Return every line from the records below with the string "rough".
━━━━━━━━━━
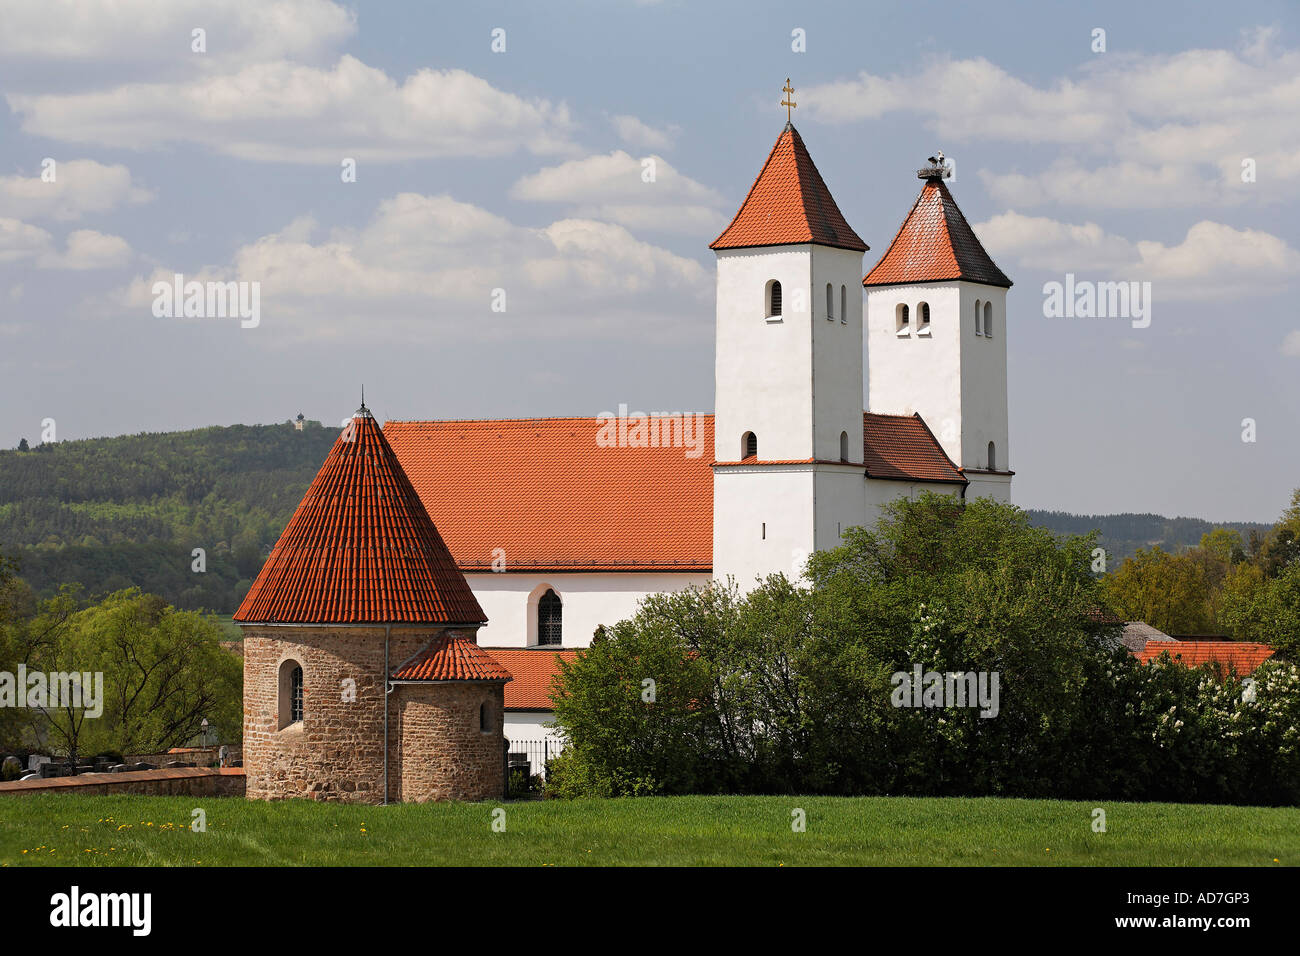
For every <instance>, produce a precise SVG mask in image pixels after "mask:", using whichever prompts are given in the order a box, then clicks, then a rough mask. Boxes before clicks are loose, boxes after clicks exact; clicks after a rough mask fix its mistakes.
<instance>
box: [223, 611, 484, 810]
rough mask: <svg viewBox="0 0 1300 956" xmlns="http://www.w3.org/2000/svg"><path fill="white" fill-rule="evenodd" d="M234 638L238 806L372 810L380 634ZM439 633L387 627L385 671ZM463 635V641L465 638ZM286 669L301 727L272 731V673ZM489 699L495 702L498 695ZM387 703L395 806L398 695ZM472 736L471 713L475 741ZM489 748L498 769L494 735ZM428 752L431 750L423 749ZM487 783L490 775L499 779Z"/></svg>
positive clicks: (380, 795)
mask: <svg viewBox="0 0 1300 956" xmlns="http://www.w3.org/2000/svg"><path fill="white" fill-rule="evenodd" d="M243 631H244V643H243V644H244V728H243V730H244V734H243V765H244V766H243V769H244V771H246V774H247V782H248V783H247V793H248V796H250V797H252V799H261V800H278V799H286V797H304V799H309V800H338V801H346V803H368V804H377V803H382V800H383V793H382V790H383V679H385V674H383V628H382V627H274V626H248V627H244V628H243ZM442 631H443V628H439V627H426V628H404V627H394V628H393V630H391V632H390V643H389V666H390V669H395V667H396V666H398V665H400V663H402V662H404V661H406V659H407V658H409V657H412V656H413V654H416V653H417V652H419V650H421V649H424V648H425V646H426V645H428V644H429V641H432V640H433V639H434V637H435V636H438V635H439V633H442ZM465 633H468V635H469V636H473V632H472V631H468V632H465ZM286 661H295V662H296V663H298V665H300V666H302V669H303V721H302V722H300V723H295V724H290V726H287V727H285V728H281V727H279V680H281V674H279V671H281V665H282V663H283V662H286ZM348 680H350V682H355V700H348V698H347V697H348V696H351V688H352V684H346V683H344V682H348ZM473 687H477V688H482V687H484V685H482V684H474V685H473ZM478 693H482V691H481V689H480V691H478ZM498 693H502V692H500V689H499V687H498ZM391 697H393V700H390V701H389V800H399V799H402V797H400V791H402V783H400V780H402V778H400V761H399V752H400V748H399V747H398V740H399V717H400V714H399V706H400V704H399V691H396V689H395V691H394V693H393V695H391ZM476 708H477V705H476ZM477 726H478V724H477V710H476V715H474V723H473V727H474V732H476V734H477ZM498 726H499V722H498ZM497 740H498V743H497V749H498V754H497V756H498V763H499V762H500V754H499V750H500V743H499V741H500V736H499V734H498V737H497ZM429 745H430V748H432V747H434V744H433V741H430V744H429ZM497 774H498V777H499V775H500V770H499V769H498V771H497ZM472 790H474V787H469V788H467V792H468V791H472ZM497 792H498V793H499V792H500V787H499V786H498V788H497ZM408 799H409V797H408ZM461 799H464V797H461Z"/></svg>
━━━━━━━━━━
- Response to the task -
For every <instance>, produce a precise SVG mask in image pixels after "mask:", using whichever prompts are given in the order a box, then clicks, then a rough mask. Boxes before clicks are loose, boxes after clicks exact; clicks after a rough mask fix its mistakes.
rough mask: <svg viewBox="0 0 1300 956" xmlns="http://www.w3.org/2000/svg"><path fill="white" fill-rule="evenodd" d="M234 638L238 806L372 810L380 634ZM439 633L387 627L385 671ZM463 635V641L465 638ZM286 669L301 727L272 731V673ZM489 699L495 702L498 695ZM387 703L395 806L398 695ZM472 736L471 713L475 741ZM489 748L498 769L494 735ZM428 752L431 750L423 749ZM487 783L490 775L499 779Z"/></svg>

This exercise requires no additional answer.